Texto fuente -
======

Hoy vamos a hablar de la causa, lo opuesto y el fantasma de la política: la violencia. Porque, ¿qué es la política si no es la actividad organizada para resolver los conflictos entre grupos sociales sin recurrir a la violencia? La promesa de la política no es, primariamente, ni justicia ni bienestar, sino ante todo paz. Mi argumento puede sonar desmedidamente hobbesiano, pero me resulta evidente que sólo mediante la paz inaugurada por la común aceptación de la resolución pacífica de los conflictos se puede abrir la instancia necesaria para que se discutan colectivamente las definiciones de buena vida y los proyectos colectivos.
Sin embargo, no debe entenderse con esto que la política
representa una utopía de amor y paz garantizadas. Para nada. Porque la cruel
ironía es que la política nunca logrará desterrar al fantasma de la violencia
política, sino que en sí misma lo alimenta. Vale decir, la apuesta a la
política implica una paradoja: para desterrar la violencia política real, se
permite y hasta alienta la politización y el conflicto de la cotidianidad de la
comunidad. Como además vivimos en sociedades pluralistas en donde no existe una
única definición autocrática del bien común, sino múltiples visiones acerca de
cuál es la buena vida, es evidente que esa pluralidad requerirá una constante y
activa negociación. Aceptamos que no vamos a dirimir nuestros conflictos por la
fuerza, pero, al hacerlo, aceptamos también que viviremos en un espacio social
caracterizado por un grado de conflicto constante y democrático sobre qué hacer
y cómo hacerlo.

======

Filas de un conjunto de datos de etiquetado con cuadros

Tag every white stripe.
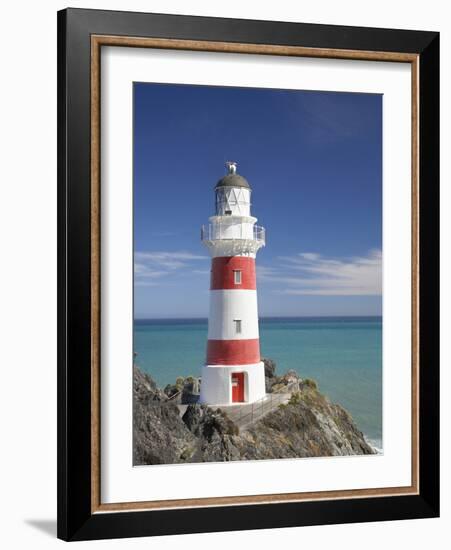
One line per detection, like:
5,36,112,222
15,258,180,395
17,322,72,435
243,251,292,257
208,289,258,340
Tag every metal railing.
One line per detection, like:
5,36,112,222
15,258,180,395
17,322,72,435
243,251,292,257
200,223,266,244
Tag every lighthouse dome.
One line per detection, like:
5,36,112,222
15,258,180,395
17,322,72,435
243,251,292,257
215,160,251,190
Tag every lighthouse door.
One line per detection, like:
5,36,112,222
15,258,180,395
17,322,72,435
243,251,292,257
232,372,244,403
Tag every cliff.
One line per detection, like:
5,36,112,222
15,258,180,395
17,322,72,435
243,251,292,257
133,360,375,465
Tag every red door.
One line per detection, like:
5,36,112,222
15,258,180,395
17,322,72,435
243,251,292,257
232,372,244,403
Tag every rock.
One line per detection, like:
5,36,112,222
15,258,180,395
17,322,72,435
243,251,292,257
133,362,375,465
262,357,276,378
182,405,204,434
182,376,200,403
239,386,375,460
133,365,167,401
133,366,196,466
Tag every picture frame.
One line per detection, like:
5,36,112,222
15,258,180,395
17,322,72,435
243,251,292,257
58,9,439,540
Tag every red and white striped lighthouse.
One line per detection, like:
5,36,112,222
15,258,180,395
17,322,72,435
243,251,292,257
200,162,265,405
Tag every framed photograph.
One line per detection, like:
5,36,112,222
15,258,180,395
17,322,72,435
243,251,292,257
58,9,439,540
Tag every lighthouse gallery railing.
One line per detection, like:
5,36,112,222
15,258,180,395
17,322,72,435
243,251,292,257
200,223,265,245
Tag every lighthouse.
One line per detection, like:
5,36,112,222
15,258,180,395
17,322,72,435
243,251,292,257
200,162,265,405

======

Requisitos de la tarea -
1) Según el texto sobre política y violencia, ¿qué promete la política ante todo?
2) Prolonga el texto sobre política y violencia a partir de su última oración.

Resultados en orden -
1) La paz, antes que la justicia o el bienestar.

2)
El canon de la teoría política democrática está lleno de
preguntas sobre cuáles deben ser los límites del conflicto aceptable y cómo
hacer para evitar que los diferendos se transformen en violencia (existen
autores, incluso, que van a sostener que la violencia abierta es inevitable o
incluso deseable, pero podemos considerar que no forman parte del canon de la
democracia liberal, que es lo que nos gusta). Entonces, la democracia requiere
de dos compromisos en un inestable equilibrio: rechazar la violencia, y aceptar
el conflicto.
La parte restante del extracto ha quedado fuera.